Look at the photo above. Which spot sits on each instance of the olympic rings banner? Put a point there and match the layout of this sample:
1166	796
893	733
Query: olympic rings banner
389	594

## GIVEN EXERCISE
Reproduce every item above verbatim, keeping each line, number and space unchanged.

## RESPONSE TO THE EXERCISE
Look at the photo above. Which spot sits on each instance of the olympic rings banner? Put a point there and match the layout of this sample:
1166	796
893	733
Query: olympic rings banner
389	594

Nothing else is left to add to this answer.